╭─ Record extracts
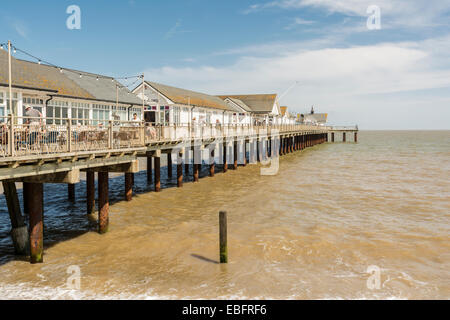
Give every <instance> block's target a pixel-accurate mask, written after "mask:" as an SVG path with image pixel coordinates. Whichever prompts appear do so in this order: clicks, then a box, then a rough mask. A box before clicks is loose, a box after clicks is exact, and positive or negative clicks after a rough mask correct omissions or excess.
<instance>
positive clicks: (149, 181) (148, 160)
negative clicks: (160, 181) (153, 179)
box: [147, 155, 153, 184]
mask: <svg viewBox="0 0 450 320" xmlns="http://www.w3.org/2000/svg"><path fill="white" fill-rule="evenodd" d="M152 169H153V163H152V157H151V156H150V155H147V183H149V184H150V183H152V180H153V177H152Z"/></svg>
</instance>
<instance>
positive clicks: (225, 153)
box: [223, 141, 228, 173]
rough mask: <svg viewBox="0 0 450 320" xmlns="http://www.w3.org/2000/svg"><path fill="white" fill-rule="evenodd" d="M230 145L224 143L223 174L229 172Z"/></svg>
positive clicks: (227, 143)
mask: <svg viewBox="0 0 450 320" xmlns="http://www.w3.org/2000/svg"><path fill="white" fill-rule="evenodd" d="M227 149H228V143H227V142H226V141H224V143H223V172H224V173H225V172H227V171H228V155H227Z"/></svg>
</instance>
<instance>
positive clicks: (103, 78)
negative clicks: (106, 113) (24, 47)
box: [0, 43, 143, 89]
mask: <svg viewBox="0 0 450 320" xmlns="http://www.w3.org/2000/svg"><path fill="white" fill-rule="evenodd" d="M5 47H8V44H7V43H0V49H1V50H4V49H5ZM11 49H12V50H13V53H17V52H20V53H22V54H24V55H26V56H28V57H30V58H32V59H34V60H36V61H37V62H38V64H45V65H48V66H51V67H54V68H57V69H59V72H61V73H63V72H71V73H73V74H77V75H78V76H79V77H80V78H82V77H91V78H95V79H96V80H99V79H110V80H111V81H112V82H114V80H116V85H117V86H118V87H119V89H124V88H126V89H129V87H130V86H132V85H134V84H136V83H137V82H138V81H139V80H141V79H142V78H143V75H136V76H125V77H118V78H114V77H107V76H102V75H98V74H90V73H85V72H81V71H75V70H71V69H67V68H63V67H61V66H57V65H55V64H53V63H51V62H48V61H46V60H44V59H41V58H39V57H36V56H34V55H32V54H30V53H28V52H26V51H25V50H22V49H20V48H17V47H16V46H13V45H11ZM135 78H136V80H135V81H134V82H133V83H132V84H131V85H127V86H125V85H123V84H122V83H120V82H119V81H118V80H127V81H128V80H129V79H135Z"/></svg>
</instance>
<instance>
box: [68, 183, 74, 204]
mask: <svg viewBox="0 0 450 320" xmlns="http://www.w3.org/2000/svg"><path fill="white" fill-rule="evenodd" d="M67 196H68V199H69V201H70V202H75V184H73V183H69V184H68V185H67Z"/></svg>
╰─
The task:
Edit the rows above so that each "rough mask" becomes "coarse mask", with nothing else changed. Leave out the pictures.

Completed exercise:
Give every <instance> block's target a pixel-accurate mask, written after "mask:" as an SVG path with image pixel coordinates. Whichever prompts appear do so in this order: clicks, then a box, then a coarse mask. A box before clicks is loose, a box after clicks is exact, and positive or negative clicks after a coarse mask correct omissions or excess.
<instance>
positive clicks: (149, 181) (148, 160)
negative clicks: (160, 181) (153, 179)
box: [147, 155, 153, 184]
mask: <svg viewBox="0 0 450 320" xmlns="http://www.w3.org/2000/svg"><path fill="white" fill-rule="evenodd" d="M152 169H153V163H152V157H151V156H150V155H147V183H149V184H150V183H152V180H153V177H152Z"/></svg>
</instance>
<instance>
positive clicks: (225, 153)
box: [223, 141, 228, 173]
coarse mask: <svg viewBox="0 0 450 320" xmlns="http://www.w3.org/2000/svg"><path fill="white" fill-rule="evenodd" d="M230 145L224 143L223 174L229 172Z"/></svg>
positive clicks: (227, 143)
mask: <svg viewBox="0 0 450 320" xmlns="http://www.w3.org/2000/svg"><path fill="white" fill-rule="evenodd" d="M227 149H228V143H227V142H226V141H224V143H223V172H224V173H225V172H227V171H228V155H227Z"/></svg>
</instance>
<instance>
positive clicks: (103, 78)
negative clicks: (106, 113) (24, 47)
box: [0, 43, 143, 89]
mask: <svg viewBox="0 0 450 320" xmlns="http://www.w3.org/2000/svg"><path fill="white" fill-rule="evenodd" d="M5 47H8V44H7V43H0V49H1V50H4V49H5ZM11 49H12V50H13V53H17V52H20V53H22V54H24V55H26V56H28V57H30V58H32V59H34V60H36V61H37V62H38V64H45V65H48V66H51V67H54V68H57V69H59V72H61V73H63V72H71V73H73V74H77V75H78V76H79V77H80V78H82V77H91V78H95V79H96V80H99V79H110V80H111V81H112V82H114V80H116V85H117V86H118V87H119V89H124V88H126V89H129V87H130V86H132V85H134V84H136V83H137V82H138V81H139V80H141V79H142V78H143V75H136V76H125V77H118V78H114V77H107V76H102V75H98V74H90V73H85V72H81V71H75V70H71V69H67V68H63V67H61V66H57V65H55V64H53V63H51V62H48V61H46V60H44V59H41V58H39V57H36V56H34V55H32V54H30V53H28V52H26V51H25V50H22V49H20V48H17V47H16V46H13V45H11ZM135 78H136V80H135V81H134V82H133V83H132V84H131V85H127V86H125V85H123V84H122V83H120V82H119V81H118V80H127V81H128V80H129V79H135Z"/></svg>
</instance>
<instance>
box: [68, 183, 74, 204]
mask: <svg viewBox="0 0 450 320" xmlns="http://www.w3.org/2000/svg"><path fill="white" fill-rule="evenodd" d="M67 196H68V199H69V201H70V202H75V184H73V183H69V184H68V185H67Z"/></svg>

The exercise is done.